List each line in the rows below that contains the word "leaf".

»»

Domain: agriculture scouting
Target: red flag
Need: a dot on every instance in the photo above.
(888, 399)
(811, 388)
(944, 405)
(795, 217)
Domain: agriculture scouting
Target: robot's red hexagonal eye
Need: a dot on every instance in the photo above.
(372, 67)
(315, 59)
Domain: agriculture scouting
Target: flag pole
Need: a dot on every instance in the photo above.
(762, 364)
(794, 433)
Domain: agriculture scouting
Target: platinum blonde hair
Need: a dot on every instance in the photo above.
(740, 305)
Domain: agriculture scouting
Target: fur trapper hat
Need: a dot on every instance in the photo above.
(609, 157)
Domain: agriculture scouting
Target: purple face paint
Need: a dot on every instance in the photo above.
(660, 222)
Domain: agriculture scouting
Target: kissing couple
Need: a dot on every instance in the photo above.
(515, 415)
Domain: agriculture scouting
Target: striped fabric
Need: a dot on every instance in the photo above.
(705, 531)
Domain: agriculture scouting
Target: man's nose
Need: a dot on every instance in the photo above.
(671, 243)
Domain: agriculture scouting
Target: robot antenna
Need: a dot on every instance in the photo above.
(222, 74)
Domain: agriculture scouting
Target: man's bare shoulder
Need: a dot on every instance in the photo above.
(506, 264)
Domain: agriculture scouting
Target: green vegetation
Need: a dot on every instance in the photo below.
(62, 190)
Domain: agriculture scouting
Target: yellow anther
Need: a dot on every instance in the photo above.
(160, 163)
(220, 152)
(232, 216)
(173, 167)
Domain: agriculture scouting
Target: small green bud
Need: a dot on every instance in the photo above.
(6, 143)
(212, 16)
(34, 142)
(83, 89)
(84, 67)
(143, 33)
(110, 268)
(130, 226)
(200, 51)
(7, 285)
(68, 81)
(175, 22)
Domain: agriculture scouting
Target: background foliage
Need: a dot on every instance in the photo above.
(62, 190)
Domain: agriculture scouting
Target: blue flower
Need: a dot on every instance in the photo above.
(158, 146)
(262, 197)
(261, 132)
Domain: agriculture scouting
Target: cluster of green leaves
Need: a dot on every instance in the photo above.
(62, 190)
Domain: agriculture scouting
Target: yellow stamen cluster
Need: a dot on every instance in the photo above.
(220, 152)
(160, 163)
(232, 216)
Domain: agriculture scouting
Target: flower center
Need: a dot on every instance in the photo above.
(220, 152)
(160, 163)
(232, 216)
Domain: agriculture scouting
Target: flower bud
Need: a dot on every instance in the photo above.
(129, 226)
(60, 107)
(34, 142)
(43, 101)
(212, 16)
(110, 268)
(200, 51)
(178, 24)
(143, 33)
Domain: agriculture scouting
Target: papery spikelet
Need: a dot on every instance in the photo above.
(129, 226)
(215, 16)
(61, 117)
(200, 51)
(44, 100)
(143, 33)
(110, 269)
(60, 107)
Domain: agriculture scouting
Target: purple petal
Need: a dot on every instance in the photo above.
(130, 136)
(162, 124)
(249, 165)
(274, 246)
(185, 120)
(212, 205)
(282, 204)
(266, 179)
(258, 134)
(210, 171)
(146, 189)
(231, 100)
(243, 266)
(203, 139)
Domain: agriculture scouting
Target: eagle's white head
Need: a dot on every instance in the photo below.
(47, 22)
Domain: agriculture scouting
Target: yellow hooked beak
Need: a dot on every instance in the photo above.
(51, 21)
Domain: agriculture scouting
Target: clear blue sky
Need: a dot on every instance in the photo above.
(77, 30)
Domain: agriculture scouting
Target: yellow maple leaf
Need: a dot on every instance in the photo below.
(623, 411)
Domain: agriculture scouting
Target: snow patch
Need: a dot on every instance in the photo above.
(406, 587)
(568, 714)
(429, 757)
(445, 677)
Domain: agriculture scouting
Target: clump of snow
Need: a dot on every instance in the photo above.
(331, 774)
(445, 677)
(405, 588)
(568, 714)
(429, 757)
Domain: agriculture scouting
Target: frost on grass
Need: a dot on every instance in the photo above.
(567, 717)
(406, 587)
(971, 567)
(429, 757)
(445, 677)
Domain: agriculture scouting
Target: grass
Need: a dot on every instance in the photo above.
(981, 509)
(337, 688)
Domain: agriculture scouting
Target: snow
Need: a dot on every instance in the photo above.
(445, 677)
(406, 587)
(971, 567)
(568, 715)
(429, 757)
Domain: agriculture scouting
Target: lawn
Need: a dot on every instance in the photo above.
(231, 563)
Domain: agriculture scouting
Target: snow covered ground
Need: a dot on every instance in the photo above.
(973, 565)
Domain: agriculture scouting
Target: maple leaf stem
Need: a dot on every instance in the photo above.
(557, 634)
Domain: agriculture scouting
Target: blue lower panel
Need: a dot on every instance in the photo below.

««

→ **Result of this task**
Target: yellow maple leaf
Target: maple leaf stem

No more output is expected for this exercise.